• _Exercise_
Transcribe every record verbatim.

Dataset entries:
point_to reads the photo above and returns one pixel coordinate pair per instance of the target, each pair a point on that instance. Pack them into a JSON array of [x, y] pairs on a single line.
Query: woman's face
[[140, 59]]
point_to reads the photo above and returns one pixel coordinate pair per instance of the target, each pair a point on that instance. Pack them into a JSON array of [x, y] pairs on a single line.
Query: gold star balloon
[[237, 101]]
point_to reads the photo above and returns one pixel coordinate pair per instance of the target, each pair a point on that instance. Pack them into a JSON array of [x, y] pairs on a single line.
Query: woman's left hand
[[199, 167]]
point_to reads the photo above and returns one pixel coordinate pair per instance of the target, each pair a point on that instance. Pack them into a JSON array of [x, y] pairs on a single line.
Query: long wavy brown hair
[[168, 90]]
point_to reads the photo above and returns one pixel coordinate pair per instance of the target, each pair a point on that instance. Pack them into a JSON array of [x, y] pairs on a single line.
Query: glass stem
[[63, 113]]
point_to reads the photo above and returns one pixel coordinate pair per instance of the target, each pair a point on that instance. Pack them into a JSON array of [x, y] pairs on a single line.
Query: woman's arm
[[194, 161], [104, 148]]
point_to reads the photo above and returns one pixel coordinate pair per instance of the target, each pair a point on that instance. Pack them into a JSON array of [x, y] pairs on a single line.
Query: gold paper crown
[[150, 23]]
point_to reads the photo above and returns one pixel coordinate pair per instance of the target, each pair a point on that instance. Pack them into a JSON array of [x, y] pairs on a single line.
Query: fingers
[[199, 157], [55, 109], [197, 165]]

• _Finished exercise_
point_to reads the photo above and returns one pixel coordinate pair per instance of the target, each pair a point on that instance. Pack them into a JSON array of [x, y] pairs on a single line.
Query: woman's face
[[140, 59]]
point_to reads the photo above and returns one pixel coordinate pair per instance of the target, each pair a point on that instance. Pack them into a JSON array of [x, y] pairs on a single line.
Query: gold star balloon
[[237, 101]]
point_to reads the photo above and returns one pixel coordinate pair per instance of the target, each pair a point on that instance. Pack them into a JSON array of [x, y] pairs on a single line.
Query: woman's left hand
[[199, 167]]
point_to reads the photo above and returns one pixel coordinate pair per instance of the target, each pair a point on that instance. Pack them into a JSON array of [x, y] pairs on a single line.
Query: long wavy brown hair
[[168, 90]]
point_to reads the photo above and returns one pixel coordinate pair per instance of the target, each pair a point on that instance. Pack them into a JSON array of [x, y] pairs on a single line.
Query: glass stem
[[63, 113]]
point_to reads the photo above and returns one pixel coordinate pair per instance of the target, each pair a point on that instance. Pack them into a JSON array of [x, y] pairs on a single line.
Query: woman's arm
[[194, 161], [104, 148]]
point_to reads the photo above and returns one pixel coordinate pair per instance of the target, each pair a point on that instance. Pack them into a JSON array of [x, y] pairs on a single line.
Query: gold paper crown
[[150, 23]]
point_to reads the photo above and returns one pixel coordinate pair per instance of the target, each pair a point on that instance. Pack them into a JSON array of [x, y] pairs on a single line.
Query: fingers
[[199, 157], [55, 109], [197, 165]]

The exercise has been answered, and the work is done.